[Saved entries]
-- Opening Marker --

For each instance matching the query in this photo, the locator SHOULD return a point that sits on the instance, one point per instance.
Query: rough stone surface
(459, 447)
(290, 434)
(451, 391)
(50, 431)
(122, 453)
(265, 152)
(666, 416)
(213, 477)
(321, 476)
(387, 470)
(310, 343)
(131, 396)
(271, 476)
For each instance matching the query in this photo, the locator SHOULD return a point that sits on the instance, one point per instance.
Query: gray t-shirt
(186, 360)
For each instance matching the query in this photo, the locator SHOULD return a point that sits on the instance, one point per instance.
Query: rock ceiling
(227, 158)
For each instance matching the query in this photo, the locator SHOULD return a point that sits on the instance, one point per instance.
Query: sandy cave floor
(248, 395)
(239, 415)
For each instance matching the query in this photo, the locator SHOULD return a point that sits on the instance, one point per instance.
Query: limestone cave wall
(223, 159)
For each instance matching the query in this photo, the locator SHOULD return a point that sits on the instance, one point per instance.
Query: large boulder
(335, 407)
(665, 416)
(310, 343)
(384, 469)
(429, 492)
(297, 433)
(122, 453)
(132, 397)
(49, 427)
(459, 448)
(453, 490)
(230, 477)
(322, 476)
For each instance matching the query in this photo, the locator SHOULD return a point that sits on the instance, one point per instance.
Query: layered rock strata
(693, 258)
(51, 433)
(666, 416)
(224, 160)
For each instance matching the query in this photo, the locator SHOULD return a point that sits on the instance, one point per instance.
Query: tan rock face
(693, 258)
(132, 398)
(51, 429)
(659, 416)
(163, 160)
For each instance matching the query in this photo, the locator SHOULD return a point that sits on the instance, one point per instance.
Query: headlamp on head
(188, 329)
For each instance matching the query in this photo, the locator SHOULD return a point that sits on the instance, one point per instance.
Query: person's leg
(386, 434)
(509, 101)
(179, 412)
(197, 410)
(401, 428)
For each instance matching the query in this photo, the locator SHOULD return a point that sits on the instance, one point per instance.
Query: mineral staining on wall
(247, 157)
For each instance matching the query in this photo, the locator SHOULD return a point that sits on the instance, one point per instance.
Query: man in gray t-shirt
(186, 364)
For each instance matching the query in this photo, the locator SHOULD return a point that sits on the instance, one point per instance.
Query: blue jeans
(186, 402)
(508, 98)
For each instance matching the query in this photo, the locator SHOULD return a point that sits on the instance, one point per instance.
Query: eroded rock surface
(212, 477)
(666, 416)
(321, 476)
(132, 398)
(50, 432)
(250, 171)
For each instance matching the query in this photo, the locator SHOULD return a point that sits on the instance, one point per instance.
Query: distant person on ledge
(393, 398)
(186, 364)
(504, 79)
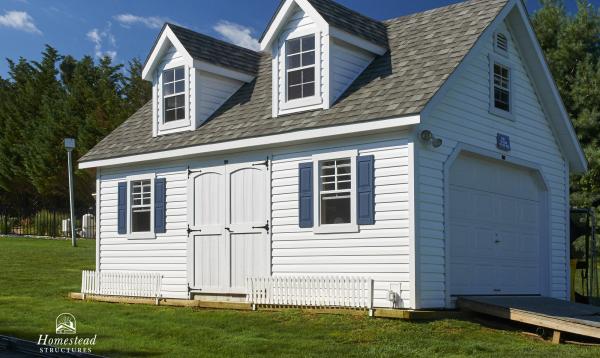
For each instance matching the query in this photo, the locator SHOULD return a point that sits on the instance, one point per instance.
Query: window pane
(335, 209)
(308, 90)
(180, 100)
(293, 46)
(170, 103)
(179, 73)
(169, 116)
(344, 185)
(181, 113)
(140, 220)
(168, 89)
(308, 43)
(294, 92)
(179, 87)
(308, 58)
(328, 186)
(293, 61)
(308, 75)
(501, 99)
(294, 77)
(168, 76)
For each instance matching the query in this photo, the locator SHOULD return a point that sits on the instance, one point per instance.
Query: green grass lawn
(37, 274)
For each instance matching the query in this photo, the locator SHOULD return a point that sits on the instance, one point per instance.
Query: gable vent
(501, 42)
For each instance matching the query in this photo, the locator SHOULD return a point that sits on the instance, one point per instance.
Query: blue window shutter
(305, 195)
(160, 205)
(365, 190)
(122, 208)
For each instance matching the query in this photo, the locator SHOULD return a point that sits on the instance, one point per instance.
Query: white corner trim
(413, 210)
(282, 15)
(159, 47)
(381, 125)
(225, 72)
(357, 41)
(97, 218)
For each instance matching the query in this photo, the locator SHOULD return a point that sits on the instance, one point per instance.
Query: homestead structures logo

-- Closing Marker --
-- Opening Marker --

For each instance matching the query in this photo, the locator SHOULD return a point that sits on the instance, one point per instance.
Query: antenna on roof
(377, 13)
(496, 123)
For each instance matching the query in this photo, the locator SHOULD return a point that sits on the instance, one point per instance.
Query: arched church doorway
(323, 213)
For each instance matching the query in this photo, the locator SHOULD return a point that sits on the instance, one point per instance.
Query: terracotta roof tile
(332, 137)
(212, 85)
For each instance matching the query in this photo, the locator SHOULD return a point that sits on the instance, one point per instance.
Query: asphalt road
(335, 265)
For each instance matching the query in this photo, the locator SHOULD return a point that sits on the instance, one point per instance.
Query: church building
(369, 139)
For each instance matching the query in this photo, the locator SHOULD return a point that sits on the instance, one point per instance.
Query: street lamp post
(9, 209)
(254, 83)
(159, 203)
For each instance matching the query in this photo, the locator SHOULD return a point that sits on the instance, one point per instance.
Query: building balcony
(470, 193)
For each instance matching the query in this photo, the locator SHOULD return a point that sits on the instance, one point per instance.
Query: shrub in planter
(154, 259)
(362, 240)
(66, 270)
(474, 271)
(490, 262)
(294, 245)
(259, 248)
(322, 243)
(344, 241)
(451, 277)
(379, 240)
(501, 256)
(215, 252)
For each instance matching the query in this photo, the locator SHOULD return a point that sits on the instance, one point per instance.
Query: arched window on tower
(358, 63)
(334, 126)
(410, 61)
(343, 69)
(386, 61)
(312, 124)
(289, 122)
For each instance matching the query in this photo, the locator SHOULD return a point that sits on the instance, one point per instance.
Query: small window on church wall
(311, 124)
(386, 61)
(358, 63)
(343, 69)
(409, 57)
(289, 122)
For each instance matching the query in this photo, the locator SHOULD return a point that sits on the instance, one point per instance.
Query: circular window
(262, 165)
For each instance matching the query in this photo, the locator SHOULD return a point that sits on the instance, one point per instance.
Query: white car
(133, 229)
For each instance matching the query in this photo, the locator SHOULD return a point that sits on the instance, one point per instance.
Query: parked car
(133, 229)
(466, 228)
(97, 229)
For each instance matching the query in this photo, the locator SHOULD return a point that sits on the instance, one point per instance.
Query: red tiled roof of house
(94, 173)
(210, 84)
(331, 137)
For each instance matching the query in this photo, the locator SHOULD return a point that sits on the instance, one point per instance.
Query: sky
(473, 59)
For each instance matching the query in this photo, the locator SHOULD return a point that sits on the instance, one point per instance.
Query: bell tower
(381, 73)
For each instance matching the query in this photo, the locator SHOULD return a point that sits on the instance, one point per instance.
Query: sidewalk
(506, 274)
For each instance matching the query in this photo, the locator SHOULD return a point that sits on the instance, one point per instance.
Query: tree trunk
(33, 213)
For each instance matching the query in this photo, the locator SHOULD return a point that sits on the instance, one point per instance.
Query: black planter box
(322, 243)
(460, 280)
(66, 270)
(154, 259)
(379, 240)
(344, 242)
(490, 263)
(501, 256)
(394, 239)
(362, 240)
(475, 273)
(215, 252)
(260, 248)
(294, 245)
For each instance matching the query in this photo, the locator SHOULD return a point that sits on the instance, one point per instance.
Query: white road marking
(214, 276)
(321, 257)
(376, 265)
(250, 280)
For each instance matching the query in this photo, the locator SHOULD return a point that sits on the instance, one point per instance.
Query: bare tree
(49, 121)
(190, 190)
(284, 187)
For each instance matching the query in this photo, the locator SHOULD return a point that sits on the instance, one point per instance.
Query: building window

-- Closing Marker --

**YOUR INSTRUCTIONS**
Reproduce the entries above exactly, but only the lines between the line holding "Query: blue window shutter" and the line holding "Query: homestead structures logo", inclusive.

**WRITTEN ANSWER**
Query: blue window shutter
(305, 195)
(160, 205)
(365, 190)
(122, 208)
For each instance matching the query in this photo, the locator SHOULD return a point that sits on the instance, one point per instance.
Query: white corner trim
(413, 210)
(282, 15)
(159, 47)
(381, 125)
(225, 72)
(357, 41)
(97, 218)
For each instance matching the query in this photo, the locator SHOULD return a point that sits on the instance, one point per instance.
Query: homestead structures logo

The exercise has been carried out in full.